## [Data listing]
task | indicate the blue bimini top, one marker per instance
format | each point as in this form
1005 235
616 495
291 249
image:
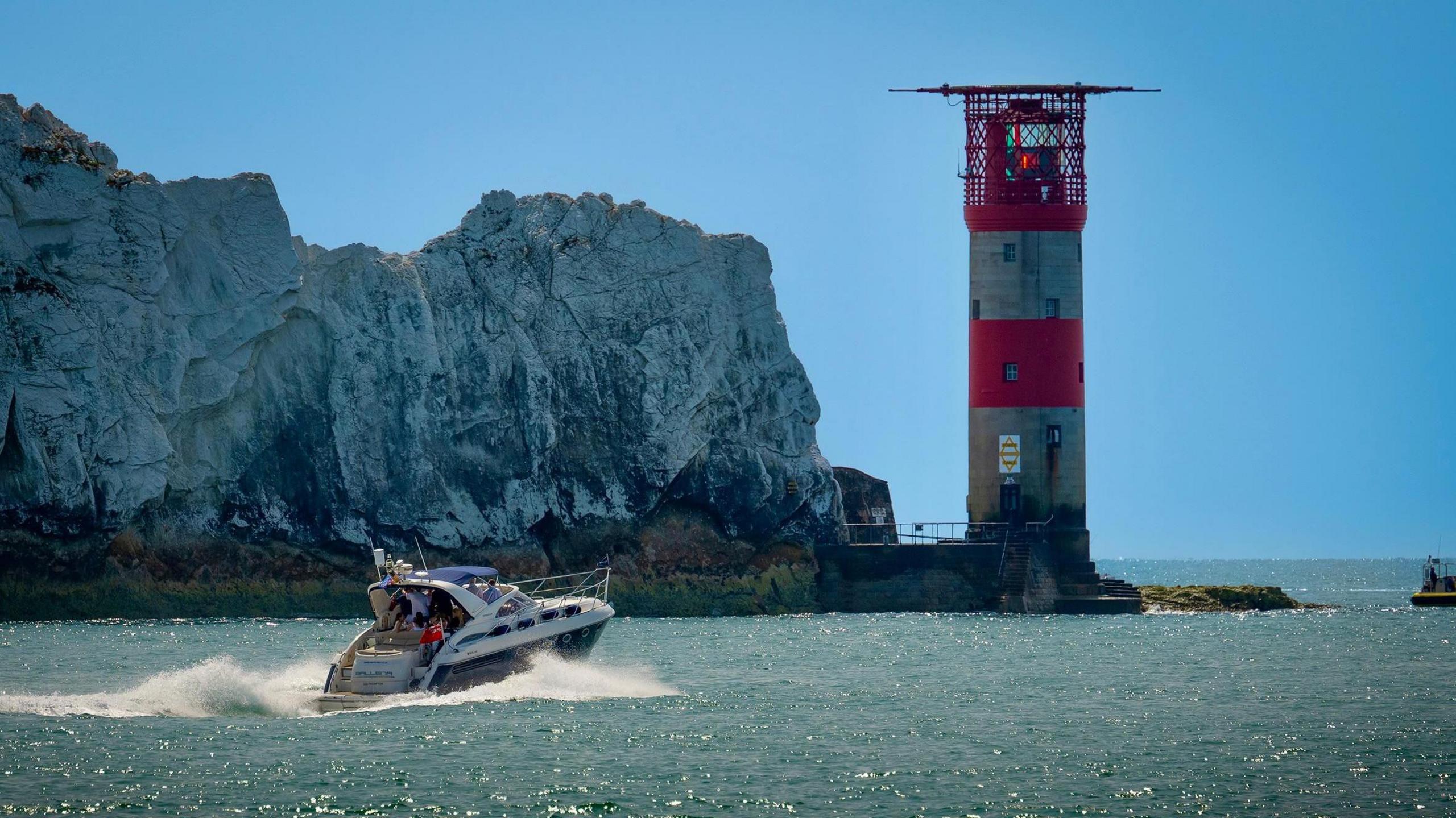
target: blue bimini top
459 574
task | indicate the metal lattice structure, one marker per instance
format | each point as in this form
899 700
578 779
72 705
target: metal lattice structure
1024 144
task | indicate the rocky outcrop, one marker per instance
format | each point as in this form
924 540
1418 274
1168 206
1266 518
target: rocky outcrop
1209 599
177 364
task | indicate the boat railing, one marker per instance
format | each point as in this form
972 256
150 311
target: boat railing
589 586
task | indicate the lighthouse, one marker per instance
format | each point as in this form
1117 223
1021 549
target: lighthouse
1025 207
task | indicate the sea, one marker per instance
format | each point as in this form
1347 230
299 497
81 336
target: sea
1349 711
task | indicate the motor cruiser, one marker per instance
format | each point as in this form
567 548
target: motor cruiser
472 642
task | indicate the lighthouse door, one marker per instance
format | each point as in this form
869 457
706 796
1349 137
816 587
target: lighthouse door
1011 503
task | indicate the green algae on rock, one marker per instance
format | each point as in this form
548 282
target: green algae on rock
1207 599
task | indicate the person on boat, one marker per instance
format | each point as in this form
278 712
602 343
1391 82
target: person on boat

...

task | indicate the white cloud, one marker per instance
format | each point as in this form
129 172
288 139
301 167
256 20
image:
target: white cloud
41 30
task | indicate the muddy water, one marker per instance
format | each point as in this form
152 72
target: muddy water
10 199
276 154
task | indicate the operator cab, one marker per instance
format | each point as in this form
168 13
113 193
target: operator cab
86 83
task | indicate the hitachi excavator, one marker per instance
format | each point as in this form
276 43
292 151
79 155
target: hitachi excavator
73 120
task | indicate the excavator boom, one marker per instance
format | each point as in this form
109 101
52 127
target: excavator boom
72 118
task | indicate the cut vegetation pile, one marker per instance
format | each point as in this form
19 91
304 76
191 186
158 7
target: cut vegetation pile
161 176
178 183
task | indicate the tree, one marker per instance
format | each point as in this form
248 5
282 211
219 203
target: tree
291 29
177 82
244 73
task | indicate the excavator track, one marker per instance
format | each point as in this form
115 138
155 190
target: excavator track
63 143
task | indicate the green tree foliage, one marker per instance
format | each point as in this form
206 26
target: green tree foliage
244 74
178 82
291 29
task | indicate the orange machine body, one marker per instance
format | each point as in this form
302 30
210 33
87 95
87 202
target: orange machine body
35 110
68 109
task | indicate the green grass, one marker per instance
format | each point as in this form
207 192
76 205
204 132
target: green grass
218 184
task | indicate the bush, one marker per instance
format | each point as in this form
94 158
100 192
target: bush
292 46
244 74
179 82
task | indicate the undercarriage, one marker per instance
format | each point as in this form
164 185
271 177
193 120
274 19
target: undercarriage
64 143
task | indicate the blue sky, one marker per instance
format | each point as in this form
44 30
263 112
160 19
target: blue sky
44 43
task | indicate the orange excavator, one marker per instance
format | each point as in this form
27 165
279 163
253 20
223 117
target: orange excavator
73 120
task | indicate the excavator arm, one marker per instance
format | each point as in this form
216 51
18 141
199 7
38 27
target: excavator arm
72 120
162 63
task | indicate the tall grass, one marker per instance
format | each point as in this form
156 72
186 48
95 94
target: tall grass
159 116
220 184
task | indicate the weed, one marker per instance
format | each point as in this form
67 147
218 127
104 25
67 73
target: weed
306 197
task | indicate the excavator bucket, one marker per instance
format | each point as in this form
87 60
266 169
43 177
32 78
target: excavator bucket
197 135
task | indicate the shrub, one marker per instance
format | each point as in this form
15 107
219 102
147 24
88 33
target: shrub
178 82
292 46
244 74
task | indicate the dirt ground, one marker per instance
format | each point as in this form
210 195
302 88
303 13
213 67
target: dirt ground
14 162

==

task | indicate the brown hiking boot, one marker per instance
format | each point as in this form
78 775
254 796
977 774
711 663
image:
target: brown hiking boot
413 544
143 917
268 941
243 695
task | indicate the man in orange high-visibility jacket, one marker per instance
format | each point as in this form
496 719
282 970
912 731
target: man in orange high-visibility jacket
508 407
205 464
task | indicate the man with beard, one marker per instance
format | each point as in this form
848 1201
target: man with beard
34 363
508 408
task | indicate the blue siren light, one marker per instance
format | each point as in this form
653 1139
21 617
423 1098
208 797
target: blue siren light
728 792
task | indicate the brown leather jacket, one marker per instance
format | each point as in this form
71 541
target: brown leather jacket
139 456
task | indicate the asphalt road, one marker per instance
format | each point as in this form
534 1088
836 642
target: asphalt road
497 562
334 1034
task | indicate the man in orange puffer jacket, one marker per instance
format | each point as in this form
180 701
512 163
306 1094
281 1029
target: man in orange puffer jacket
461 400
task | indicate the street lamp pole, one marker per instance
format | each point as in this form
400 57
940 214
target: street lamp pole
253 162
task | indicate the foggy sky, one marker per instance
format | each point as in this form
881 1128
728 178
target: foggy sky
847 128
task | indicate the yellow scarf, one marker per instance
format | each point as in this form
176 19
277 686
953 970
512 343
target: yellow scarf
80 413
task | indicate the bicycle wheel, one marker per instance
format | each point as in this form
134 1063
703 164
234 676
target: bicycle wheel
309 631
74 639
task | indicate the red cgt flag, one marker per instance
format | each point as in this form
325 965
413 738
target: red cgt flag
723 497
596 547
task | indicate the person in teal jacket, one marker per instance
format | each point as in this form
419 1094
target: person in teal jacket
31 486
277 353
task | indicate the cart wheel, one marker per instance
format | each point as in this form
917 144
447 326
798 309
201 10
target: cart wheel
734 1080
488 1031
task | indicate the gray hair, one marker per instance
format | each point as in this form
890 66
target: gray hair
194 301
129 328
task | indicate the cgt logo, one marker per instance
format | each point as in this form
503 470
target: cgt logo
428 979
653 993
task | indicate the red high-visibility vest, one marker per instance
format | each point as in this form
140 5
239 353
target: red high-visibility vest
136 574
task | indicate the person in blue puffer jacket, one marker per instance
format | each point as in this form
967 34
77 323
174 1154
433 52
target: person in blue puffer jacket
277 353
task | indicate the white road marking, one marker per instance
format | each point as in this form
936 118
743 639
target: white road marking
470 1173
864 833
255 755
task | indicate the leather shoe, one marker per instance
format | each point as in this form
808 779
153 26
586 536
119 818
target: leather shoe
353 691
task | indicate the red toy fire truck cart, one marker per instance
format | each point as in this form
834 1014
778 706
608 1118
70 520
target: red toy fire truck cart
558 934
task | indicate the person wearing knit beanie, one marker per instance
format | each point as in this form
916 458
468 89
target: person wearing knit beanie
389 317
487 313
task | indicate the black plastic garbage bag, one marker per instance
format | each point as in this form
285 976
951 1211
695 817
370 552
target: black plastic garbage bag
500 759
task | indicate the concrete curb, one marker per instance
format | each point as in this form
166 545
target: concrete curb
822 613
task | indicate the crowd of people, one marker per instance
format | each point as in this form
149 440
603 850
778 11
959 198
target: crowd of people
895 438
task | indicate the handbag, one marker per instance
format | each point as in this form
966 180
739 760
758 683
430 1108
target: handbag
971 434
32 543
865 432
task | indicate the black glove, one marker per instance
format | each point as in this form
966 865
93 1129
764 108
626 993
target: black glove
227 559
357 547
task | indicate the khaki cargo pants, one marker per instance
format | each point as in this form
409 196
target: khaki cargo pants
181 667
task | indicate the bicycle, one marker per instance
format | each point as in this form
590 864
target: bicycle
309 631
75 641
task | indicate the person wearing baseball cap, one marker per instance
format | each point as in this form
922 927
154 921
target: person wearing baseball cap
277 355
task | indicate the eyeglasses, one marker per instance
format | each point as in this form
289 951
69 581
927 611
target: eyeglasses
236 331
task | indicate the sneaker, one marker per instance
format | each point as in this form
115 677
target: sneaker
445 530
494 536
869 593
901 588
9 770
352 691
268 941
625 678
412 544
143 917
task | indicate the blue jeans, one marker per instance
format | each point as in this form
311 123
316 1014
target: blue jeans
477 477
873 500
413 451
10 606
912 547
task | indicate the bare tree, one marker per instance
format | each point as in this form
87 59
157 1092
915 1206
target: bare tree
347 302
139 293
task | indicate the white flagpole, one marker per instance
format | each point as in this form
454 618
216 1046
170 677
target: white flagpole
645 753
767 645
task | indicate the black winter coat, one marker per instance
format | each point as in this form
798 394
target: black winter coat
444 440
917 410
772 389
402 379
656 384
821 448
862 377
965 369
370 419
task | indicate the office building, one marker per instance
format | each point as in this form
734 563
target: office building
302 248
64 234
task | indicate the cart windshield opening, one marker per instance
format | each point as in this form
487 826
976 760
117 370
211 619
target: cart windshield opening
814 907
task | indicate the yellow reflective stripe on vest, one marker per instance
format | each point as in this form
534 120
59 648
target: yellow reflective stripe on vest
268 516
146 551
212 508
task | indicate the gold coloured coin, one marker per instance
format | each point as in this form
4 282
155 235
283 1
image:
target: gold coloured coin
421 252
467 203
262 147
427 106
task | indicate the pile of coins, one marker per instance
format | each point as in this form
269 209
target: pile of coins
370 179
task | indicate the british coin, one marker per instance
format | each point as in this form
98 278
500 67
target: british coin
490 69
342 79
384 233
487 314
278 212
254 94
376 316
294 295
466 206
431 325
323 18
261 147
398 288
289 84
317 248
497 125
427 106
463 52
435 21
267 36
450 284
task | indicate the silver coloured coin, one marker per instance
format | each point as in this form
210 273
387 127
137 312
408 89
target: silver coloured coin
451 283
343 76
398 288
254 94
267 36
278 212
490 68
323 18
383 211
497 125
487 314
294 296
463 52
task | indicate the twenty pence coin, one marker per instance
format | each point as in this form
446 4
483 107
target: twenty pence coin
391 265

## [What is asked]
Count the lines in the records that contain the string "sneaker", matching case exactly. Reply with the number only.

## [Task result]
2